(Rows from a pointing dataset)
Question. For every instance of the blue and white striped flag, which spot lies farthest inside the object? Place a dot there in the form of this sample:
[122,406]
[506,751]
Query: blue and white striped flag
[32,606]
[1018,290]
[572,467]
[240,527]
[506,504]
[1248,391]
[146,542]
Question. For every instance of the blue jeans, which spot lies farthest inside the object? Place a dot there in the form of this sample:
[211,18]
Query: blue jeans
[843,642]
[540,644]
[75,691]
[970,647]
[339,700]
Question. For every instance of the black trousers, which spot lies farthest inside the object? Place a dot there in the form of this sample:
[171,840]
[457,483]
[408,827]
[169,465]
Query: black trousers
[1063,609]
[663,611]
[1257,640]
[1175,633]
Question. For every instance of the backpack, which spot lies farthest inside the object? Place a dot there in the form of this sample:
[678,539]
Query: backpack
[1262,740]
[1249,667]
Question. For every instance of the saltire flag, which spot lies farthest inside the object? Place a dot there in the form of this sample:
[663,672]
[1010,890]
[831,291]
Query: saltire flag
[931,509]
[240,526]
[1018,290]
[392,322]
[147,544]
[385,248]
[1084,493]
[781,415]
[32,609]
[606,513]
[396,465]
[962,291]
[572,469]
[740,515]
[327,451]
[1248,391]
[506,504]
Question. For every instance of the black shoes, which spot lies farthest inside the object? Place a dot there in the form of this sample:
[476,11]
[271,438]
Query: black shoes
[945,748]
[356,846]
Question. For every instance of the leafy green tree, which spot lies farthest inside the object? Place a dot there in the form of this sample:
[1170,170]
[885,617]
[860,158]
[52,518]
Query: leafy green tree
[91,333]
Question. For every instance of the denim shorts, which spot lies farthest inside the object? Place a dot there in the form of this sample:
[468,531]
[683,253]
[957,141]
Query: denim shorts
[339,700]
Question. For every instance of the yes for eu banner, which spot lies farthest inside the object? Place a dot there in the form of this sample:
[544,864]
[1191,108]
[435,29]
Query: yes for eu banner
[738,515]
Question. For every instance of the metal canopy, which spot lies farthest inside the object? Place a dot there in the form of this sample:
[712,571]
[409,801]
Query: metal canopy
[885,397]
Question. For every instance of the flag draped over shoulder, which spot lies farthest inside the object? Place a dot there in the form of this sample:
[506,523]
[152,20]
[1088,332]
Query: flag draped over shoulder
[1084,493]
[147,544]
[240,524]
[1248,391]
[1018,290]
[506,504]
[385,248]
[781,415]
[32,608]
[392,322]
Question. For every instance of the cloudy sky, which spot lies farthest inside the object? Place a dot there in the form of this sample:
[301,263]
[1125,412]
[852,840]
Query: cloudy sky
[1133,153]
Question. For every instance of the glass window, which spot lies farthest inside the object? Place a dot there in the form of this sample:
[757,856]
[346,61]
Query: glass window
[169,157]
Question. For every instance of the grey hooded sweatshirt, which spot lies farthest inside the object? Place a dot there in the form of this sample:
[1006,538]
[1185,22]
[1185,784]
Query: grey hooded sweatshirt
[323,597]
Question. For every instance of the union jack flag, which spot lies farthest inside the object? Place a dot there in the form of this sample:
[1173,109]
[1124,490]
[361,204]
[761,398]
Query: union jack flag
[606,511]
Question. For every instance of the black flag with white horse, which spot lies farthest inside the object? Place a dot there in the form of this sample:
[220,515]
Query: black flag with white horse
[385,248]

Instructions for the task: Copy the records above exactly as they appear.

Problem solution:
Question. For every instance of the blue and white striped flag, which spot lies farthest inside the object? Place a dot there in the form of this sample:
[122,406]
[506,751]
Query: blue and white striped flag
[32,606]
[1018,290]
[572,467]
[240,527]
[506,504]
[1248,391]
[146,542]
Question. For every instance of the blue jeans, which spot lies farthest inside the object? Place a dot there in the form of this sample:
[211,18]
Query: blue jeans
[843,642]
[540,644]
[75,691]
[970,647]
[339,700]
Question. For every instance of the black trousers, which spot lies farthest inside the object? Place a dot there in the form of this sample:
[171,840]
[457,483]
[408,827]
[169,465]
Query: black trousers
[1063,609]
[663,611]
[1257,640]
[1175,633]
Question. For every instance of the backpack, which spot lies farthest inside the object? Place a dot there in the form of this sample:
[678,539]
Query: backpack
[1262,740]
[1249,667]
Question. For every instance of the saltire flag, which spot lies farthest inside the object? Place a dot there in the form of this sample:
[663,672]
[1010,890]
[831,291]
Query: saltire flag
[931,509]
[240,526]
[1018,290]
[392,322]
[147,544]
[385,248]
[1084,493]
[781,415]
[32,609]
[606,513]
[396,465]
[962,291]
[572,469]
[740,515]
[327,451]
[1248,391]
[506,504]
Question. For every instance of the black shoes, which spot lies farthest inside the object? Place a dot there in the form of this sample:
[476,11]
[271,438]
Query: black shoes
[945,748]
[356,846]
Question. For every instance of the leafy green tree, which spot lies farthest inside the object? Place a dot there in the form of this sample:
[1170,170]
[885,617]
[860,158]
[52,518]
Query: leafy green tree
[91,333]
Question. For every instance of the denim shorts, which spot lies farthest inside the object? Place a dot there in the form of this sample:
[468,531]
[683,253]
[957,141]
Query: denim shorts
[339,700]
Question. For every instance of the yes for eu banner, which spot lies farthest inside the object? Place a dot there in the form of this sample:
[544,864]
[1191,108]
[435,29]
Query: yes for eu banner
[738,515]
Question. For every instance of the metal canopy, which spot lies farthest inside the object? Place a dot there in the form of this sample:
[712,571]
[409,801]
Query: metal canopy
[885,397]
Question. For every instance of the flag draped over shoulder, which spot lies farthest inside the object? Place a dot there in the form of this sample:
[506,523]
[152,20]
[1088,332]
Query: flag draped over shoulder
[1084,493]
[147,544]
[240,524]
[1248,391]
[1018,290]
[506,504]
[385,248]
[781,415]
[32,608]
[392,322]
Question. For every instance of the cloudy sky, which spot lies farthest inside the object? Place a dot there in the form of this sample:
[301,263]
[1125,412]
[852,840]
Query: cloudy sky
[1133,153]
Question. For every instance of the glass window, which spot lies farthest inside the object? Place a dot there in the form of this sample:
[757,856]
[346,61]
Query: glass window
[169,157]
Question. For every instance of the grey hooded sweatshirt, which spot lies farthest inside the object? Place a dot there in the form of this sample:
[1006,538]
[1185,22]
[1185,784]
Query: grey hooded sweatshirt
[323,597]
Question. For every instance of the union jack flag, which spot lies farthest inside the object? Place a dot there in the form of this sample:
[1173,109]
[1124,490]
[361,204]
[761,398]
Query: union jack flag
[606,511]
Question. For every instance of the black flag with white horse, which spot lies farthest inside the object? Place a dot there in the form of this sample:
[220,515]
Query: black flag with white horse
[385,248]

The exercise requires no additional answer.